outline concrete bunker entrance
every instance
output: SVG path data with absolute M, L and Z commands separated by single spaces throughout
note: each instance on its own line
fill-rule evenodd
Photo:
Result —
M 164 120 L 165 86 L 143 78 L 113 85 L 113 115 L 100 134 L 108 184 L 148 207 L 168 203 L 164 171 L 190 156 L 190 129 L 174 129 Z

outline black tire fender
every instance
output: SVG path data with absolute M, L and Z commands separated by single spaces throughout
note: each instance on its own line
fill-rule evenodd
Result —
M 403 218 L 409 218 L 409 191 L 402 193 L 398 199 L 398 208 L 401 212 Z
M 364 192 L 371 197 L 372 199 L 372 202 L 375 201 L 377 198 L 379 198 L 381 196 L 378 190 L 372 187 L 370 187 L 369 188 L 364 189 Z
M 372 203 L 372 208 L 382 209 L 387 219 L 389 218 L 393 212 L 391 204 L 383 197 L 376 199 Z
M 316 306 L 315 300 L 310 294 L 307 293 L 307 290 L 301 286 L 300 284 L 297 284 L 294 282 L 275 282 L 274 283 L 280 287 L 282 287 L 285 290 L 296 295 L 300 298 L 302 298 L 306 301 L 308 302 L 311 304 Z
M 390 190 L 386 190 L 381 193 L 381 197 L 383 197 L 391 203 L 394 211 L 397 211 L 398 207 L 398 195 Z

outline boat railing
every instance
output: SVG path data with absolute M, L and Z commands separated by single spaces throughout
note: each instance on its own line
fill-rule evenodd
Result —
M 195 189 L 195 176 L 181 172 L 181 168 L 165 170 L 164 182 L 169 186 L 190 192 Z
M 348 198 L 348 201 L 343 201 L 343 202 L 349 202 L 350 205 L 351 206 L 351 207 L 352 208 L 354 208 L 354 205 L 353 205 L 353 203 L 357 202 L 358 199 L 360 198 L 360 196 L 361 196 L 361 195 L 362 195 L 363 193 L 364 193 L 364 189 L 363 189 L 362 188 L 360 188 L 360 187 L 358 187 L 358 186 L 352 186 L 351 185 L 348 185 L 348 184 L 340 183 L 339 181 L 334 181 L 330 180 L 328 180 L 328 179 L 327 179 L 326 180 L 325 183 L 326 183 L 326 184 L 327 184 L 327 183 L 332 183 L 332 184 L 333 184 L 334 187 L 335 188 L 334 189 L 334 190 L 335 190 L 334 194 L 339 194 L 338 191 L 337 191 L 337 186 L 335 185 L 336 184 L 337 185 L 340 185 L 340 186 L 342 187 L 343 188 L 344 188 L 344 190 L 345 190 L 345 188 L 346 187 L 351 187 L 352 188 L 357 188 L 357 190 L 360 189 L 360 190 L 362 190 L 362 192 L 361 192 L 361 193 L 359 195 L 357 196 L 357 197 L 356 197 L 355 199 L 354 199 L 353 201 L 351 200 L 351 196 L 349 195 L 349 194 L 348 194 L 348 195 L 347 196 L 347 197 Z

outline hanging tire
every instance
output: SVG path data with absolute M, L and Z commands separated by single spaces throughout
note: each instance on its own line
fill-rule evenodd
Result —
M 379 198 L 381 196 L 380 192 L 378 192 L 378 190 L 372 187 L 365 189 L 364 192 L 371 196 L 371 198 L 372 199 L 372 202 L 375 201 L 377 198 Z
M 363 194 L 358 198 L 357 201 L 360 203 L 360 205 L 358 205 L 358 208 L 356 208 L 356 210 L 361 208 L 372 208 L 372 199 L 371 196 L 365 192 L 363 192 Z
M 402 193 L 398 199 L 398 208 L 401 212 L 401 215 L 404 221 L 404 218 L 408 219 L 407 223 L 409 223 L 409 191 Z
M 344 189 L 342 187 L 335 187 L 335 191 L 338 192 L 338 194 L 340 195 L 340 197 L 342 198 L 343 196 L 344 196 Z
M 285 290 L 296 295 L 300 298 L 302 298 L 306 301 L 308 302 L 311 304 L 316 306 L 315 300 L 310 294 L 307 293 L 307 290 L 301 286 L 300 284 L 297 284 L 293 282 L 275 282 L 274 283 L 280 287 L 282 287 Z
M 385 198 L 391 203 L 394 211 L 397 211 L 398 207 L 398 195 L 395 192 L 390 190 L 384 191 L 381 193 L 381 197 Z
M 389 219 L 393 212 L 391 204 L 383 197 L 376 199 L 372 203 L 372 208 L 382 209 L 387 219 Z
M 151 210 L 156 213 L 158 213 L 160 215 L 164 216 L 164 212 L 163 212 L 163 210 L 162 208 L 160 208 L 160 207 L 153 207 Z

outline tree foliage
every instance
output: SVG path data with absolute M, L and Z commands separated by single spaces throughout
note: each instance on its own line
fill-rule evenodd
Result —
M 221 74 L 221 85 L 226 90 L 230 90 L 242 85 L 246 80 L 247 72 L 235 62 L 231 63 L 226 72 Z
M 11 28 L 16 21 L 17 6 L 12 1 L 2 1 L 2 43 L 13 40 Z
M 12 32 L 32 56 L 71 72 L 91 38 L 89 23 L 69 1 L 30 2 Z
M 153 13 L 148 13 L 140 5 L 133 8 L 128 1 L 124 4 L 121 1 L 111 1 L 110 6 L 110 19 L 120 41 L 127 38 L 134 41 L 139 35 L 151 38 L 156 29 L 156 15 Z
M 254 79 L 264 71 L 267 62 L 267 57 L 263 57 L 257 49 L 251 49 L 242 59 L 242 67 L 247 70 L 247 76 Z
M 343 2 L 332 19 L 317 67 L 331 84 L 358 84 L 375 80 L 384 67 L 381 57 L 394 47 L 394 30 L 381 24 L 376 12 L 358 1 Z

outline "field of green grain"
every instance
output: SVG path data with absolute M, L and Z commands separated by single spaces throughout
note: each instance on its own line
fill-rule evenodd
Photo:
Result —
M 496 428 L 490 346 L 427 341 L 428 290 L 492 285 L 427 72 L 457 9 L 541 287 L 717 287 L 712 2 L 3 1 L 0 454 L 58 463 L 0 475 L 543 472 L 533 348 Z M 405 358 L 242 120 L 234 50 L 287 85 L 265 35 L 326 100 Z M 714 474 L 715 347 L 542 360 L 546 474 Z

* [EXERCISE GOAL]:
Reproduce the data verbatim, from its first line down to and including the line holding "M 164 120 L".

* [COMPLETE OUTPUT]:
outline concrete bunker entrance
every instance
output: SVG path data with absolute M, L and Z commands separated by single spaces throughout
note: each instance on its own line
fill-rule evenodd
Photo:
Result —
M 164 120 L 165 86 L 143 78 L 113 85 L 113 115 L 100 134 L 108 184 L 148 207 L 168 203 L 164 171 L 190 156 L 190 129 L 174 129 Z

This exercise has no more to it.